EXERCISE REQUIREMENTS:
Which lines in the entries below contain the word "flower"? Extract each one.

# Start of DATA ROWS

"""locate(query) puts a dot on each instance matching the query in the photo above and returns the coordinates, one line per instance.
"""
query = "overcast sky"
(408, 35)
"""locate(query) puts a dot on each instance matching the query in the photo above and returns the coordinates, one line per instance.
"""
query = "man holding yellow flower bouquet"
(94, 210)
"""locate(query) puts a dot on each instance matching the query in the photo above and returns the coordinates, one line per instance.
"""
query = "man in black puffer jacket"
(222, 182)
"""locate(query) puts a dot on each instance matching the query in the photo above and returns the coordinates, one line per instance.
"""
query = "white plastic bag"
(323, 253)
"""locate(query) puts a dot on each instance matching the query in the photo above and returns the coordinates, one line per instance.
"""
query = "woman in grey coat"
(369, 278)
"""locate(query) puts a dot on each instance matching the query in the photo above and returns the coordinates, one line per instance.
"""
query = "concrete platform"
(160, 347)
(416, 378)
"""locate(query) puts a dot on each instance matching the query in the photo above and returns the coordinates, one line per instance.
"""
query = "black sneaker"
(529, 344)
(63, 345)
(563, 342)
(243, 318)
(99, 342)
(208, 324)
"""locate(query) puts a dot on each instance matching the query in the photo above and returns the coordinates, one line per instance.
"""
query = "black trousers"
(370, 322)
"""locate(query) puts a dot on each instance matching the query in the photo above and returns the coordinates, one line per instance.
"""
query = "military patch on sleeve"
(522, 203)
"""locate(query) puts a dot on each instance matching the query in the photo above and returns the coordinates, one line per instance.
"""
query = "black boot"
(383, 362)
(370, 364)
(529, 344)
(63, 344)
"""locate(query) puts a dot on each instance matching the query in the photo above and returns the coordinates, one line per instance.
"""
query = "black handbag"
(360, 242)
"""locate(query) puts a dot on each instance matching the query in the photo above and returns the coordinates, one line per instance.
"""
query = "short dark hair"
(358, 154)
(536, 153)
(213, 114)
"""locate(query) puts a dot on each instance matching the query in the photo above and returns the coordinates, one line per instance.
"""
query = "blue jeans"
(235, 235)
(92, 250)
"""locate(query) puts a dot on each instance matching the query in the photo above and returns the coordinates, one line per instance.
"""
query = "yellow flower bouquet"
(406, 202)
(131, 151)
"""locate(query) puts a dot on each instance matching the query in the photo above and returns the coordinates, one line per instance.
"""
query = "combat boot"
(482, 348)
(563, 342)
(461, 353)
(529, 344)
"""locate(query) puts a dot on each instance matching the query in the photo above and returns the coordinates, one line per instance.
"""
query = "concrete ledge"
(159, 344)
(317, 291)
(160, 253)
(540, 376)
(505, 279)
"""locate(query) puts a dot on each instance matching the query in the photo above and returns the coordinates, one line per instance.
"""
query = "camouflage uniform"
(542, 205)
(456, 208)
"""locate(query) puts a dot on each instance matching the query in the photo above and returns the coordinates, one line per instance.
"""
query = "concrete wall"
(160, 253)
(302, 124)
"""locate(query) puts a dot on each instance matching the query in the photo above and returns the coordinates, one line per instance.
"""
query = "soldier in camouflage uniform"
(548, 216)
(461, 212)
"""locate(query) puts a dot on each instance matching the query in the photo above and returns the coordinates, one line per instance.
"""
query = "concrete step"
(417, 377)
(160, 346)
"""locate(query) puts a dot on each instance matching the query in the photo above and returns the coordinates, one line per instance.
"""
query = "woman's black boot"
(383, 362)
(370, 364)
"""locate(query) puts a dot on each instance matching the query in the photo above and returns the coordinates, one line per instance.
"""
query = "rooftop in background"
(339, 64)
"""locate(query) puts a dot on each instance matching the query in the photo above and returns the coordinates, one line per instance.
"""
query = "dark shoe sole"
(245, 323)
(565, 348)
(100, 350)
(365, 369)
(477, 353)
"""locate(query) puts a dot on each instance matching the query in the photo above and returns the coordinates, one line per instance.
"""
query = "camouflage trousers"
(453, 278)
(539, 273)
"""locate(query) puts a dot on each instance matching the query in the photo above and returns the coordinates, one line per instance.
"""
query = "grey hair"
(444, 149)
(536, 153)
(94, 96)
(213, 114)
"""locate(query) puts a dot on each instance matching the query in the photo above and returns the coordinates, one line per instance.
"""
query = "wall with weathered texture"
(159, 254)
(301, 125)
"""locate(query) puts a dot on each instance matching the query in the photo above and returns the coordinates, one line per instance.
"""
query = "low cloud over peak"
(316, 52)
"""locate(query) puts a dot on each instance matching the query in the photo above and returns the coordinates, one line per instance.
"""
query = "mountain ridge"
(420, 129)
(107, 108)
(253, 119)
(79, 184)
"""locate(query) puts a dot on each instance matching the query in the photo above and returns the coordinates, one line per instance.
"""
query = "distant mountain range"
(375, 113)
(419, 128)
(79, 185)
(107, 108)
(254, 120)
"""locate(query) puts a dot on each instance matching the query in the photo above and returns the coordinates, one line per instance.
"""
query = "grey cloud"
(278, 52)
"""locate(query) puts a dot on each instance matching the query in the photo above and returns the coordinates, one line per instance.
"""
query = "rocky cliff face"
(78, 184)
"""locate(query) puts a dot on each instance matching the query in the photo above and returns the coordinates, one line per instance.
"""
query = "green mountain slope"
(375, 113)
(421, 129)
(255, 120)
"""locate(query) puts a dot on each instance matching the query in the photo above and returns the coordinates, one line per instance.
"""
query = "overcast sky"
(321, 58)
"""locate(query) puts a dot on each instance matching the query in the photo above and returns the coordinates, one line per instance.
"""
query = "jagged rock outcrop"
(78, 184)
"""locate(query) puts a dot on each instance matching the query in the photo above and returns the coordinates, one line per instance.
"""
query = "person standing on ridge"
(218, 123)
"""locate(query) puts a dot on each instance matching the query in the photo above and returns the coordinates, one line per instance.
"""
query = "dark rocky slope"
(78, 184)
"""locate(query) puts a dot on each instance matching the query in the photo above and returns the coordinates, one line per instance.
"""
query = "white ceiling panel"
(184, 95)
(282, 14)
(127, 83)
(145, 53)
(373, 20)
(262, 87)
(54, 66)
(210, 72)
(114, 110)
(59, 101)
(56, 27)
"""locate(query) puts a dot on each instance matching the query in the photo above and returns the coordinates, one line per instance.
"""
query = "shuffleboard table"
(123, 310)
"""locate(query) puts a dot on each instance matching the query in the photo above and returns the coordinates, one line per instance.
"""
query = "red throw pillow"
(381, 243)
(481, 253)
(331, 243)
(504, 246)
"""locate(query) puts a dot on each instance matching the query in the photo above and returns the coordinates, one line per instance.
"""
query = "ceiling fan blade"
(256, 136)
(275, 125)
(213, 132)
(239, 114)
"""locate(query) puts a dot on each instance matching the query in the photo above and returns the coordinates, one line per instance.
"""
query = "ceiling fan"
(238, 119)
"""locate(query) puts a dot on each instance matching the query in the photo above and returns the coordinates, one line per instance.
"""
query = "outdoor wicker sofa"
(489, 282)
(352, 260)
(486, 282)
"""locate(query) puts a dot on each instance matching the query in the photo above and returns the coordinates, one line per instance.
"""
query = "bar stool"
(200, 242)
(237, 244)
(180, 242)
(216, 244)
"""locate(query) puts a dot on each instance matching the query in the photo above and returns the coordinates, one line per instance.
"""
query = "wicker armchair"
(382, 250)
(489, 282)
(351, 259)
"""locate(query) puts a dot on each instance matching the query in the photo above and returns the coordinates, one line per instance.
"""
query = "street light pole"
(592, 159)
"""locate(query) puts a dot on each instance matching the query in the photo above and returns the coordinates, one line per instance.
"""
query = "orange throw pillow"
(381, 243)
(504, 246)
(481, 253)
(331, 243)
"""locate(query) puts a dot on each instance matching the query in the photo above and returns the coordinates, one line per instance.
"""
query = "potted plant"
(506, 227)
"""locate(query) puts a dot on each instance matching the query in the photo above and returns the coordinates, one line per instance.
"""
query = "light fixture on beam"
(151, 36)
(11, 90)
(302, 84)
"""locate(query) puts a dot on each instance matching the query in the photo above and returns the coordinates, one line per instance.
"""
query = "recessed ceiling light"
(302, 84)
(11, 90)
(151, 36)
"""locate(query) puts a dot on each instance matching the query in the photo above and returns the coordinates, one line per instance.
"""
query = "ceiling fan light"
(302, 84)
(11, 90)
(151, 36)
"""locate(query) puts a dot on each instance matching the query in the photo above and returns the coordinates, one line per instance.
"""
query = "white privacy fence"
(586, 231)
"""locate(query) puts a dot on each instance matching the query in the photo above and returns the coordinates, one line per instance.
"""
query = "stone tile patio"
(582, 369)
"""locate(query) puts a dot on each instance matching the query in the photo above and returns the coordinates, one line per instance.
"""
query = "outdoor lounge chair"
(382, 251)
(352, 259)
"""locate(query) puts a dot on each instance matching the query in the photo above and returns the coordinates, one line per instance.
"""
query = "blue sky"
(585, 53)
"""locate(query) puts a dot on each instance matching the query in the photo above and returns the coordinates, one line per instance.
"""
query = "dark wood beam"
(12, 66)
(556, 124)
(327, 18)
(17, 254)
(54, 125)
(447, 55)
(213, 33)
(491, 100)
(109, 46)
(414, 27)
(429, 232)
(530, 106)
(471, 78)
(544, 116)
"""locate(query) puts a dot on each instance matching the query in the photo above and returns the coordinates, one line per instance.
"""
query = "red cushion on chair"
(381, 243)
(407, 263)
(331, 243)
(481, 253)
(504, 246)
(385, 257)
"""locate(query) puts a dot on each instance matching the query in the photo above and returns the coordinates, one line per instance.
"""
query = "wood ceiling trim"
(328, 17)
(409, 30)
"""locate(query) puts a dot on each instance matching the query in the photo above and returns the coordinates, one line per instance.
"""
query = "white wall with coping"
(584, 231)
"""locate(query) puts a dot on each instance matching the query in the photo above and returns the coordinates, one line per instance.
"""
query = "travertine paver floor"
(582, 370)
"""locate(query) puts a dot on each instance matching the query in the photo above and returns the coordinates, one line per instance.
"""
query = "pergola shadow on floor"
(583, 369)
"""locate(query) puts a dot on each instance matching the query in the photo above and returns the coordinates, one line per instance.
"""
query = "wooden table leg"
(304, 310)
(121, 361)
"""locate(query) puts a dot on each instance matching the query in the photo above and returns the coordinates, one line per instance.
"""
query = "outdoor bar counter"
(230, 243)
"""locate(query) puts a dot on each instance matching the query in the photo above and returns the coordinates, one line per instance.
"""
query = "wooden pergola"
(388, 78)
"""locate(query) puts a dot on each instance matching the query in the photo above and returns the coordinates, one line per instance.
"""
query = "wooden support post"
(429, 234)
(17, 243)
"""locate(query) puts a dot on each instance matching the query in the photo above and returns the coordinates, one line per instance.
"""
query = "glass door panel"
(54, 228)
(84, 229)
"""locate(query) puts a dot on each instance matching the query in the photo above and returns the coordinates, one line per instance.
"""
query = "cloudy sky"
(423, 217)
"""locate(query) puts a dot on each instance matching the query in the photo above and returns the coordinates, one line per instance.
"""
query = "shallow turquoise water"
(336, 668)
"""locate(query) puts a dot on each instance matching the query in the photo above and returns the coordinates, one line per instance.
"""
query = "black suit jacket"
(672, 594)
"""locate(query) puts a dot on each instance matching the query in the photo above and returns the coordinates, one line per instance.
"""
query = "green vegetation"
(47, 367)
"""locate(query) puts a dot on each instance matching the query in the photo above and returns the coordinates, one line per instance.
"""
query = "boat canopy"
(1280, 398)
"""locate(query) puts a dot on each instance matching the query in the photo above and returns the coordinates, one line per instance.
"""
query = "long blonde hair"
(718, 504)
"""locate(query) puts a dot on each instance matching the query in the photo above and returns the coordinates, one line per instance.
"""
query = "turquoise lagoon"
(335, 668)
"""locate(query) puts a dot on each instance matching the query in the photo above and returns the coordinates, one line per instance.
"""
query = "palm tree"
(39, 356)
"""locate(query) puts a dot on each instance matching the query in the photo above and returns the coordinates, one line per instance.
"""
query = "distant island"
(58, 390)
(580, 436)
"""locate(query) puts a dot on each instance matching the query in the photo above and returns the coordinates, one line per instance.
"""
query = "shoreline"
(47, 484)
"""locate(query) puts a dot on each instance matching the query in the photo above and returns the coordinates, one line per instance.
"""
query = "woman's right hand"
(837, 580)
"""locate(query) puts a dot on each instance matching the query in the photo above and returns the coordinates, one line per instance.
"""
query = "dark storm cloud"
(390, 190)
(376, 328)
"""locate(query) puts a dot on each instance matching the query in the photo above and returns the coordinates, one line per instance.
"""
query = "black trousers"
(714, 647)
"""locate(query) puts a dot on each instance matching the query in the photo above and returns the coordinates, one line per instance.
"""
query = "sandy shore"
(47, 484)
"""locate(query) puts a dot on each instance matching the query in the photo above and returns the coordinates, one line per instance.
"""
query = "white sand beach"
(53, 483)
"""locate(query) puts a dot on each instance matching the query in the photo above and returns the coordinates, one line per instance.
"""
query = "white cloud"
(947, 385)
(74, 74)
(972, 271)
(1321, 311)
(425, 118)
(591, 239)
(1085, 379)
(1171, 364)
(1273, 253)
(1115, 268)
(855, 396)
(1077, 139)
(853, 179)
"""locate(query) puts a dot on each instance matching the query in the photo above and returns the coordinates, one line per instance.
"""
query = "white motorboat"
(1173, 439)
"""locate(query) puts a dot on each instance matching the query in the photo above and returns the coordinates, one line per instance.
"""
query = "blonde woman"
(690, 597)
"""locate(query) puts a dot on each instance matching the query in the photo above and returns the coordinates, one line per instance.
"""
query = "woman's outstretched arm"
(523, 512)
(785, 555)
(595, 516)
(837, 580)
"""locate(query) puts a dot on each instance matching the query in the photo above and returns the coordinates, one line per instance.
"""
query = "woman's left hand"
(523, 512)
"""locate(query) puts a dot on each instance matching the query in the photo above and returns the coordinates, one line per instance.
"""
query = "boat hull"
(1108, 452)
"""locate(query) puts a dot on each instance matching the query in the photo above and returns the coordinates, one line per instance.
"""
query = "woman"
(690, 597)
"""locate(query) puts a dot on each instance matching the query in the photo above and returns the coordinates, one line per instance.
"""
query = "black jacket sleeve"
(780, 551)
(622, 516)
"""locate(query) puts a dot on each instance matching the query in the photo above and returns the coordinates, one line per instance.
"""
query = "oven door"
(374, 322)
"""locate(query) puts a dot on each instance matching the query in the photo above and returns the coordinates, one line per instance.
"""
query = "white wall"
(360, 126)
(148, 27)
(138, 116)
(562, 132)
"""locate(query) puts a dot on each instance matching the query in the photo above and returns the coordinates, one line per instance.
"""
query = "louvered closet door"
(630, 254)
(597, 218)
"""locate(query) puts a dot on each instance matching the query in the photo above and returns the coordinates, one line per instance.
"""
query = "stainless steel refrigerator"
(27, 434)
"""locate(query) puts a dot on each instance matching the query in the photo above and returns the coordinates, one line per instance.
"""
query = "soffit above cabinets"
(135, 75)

# End of DATA ROWS

SOLUTION:
query = "man holding yellow flower bouquet"
query = "yellow flower bouquet"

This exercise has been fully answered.